───── Extracted entries
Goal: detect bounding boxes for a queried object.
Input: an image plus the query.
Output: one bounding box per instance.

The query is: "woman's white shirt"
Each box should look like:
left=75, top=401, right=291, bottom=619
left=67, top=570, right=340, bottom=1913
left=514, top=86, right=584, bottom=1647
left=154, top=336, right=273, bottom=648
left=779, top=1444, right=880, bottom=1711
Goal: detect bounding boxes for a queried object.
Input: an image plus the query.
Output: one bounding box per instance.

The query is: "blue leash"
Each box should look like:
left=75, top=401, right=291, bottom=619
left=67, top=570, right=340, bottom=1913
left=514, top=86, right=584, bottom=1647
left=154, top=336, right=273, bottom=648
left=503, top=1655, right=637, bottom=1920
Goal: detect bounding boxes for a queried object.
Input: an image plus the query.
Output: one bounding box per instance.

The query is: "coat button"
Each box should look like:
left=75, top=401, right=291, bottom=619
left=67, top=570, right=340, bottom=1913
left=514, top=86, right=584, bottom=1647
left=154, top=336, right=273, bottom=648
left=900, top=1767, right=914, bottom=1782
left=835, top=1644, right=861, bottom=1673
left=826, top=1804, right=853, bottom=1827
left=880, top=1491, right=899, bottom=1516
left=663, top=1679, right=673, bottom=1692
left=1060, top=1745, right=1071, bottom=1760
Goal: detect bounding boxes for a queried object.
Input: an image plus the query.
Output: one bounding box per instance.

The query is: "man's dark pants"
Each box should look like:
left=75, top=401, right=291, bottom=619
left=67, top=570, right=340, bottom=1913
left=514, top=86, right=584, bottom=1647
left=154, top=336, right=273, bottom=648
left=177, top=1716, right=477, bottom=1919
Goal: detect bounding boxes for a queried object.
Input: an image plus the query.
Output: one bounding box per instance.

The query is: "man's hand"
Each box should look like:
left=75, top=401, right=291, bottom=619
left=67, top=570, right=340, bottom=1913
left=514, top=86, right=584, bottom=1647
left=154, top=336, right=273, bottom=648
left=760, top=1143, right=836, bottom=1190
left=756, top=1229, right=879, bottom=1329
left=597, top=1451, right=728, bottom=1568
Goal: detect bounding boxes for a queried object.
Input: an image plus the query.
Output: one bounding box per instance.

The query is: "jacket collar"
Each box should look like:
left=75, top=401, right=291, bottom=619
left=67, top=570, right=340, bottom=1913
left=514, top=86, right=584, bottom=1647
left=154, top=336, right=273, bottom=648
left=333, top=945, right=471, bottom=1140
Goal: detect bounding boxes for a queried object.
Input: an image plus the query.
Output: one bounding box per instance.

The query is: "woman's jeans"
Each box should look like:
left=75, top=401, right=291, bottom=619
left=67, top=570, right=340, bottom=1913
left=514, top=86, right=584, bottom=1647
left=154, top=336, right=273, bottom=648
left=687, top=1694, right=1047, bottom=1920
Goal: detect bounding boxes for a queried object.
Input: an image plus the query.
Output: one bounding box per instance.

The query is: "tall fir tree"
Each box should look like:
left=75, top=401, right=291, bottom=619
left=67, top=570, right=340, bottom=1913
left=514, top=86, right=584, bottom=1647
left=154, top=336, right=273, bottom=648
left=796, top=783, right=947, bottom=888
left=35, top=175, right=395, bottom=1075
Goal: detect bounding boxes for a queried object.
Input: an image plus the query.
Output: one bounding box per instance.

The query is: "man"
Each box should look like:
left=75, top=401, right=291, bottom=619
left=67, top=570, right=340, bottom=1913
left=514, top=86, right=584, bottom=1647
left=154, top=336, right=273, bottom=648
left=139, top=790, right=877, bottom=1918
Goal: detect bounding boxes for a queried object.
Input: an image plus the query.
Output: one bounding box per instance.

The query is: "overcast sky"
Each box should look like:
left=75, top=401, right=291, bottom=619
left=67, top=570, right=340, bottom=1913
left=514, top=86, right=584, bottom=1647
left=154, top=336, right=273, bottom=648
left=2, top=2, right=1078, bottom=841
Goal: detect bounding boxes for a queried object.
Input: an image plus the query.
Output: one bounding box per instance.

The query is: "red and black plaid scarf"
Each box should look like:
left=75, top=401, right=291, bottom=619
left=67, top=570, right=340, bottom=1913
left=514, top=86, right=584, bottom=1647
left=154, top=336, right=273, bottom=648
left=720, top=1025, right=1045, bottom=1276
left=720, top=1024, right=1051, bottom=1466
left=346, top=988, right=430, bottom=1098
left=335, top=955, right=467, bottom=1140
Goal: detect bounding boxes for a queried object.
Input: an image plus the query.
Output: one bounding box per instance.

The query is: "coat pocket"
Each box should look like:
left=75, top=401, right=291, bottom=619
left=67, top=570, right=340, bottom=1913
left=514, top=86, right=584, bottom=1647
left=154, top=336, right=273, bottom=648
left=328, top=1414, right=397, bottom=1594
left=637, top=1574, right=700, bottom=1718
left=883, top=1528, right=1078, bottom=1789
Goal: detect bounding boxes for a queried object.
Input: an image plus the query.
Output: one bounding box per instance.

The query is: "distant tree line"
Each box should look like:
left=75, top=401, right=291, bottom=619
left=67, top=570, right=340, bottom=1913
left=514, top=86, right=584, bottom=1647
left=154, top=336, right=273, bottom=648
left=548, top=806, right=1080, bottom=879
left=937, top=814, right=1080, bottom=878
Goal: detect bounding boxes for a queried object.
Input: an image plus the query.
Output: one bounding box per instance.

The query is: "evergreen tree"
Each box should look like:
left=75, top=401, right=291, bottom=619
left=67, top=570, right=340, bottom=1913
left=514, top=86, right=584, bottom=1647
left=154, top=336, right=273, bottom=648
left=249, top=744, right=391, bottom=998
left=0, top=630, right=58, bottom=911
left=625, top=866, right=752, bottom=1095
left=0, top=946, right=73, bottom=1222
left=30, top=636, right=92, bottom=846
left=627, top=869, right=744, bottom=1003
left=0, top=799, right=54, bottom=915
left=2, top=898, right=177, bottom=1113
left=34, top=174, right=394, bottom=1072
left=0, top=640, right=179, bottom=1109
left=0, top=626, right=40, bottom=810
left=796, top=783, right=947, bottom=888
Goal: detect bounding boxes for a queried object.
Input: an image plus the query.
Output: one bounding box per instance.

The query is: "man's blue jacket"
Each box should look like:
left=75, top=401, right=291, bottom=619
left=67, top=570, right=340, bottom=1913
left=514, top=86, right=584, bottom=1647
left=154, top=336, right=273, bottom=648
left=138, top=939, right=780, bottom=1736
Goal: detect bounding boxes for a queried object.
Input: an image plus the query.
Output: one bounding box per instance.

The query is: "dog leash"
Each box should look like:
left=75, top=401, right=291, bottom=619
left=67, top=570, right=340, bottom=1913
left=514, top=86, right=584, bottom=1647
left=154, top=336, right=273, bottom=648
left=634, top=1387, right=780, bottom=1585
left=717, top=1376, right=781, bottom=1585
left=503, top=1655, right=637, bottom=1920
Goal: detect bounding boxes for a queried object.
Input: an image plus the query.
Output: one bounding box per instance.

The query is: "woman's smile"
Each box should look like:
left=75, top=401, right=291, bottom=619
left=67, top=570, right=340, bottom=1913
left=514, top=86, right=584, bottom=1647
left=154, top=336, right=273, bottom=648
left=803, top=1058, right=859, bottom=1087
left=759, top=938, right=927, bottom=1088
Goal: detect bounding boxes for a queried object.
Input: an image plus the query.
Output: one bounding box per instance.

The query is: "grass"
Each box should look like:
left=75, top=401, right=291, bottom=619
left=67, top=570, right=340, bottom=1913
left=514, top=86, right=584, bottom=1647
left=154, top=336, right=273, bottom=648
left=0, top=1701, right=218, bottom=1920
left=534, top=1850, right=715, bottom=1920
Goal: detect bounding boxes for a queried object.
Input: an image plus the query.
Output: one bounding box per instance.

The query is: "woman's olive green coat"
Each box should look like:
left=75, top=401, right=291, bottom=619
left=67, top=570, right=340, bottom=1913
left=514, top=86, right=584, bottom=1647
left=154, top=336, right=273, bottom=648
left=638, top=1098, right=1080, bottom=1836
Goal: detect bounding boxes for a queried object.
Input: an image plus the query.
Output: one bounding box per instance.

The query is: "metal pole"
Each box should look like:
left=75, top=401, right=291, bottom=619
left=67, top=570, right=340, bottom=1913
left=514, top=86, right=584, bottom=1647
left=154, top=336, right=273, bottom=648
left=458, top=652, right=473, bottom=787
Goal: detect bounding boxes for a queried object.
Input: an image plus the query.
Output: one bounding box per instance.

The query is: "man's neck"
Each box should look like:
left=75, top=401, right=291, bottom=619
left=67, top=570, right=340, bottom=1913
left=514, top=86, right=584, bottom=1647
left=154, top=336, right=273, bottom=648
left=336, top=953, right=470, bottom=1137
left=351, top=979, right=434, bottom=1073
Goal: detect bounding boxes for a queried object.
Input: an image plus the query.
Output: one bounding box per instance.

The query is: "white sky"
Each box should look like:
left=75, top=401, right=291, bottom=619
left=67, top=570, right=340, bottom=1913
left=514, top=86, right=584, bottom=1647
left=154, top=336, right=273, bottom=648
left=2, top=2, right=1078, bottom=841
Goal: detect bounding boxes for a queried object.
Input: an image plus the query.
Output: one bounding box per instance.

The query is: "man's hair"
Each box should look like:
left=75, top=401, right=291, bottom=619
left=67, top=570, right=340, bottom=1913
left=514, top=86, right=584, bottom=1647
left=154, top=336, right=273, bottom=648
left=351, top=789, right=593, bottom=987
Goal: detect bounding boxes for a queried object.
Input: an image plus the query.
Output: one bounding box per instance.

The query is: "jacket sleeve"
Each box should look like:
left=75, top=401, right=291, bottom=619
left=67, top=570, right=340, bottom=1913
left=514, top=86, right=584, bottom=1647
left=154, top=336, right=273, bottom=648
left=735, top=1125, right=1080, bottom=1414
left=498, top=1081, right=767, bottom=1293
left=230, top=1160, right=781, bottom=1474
──────────
§ The task
If a line in the records above has the word "blue", copy it out.

§ Solution to this exercise
The query is: "blue leash"
The query is: "man's blue jacket"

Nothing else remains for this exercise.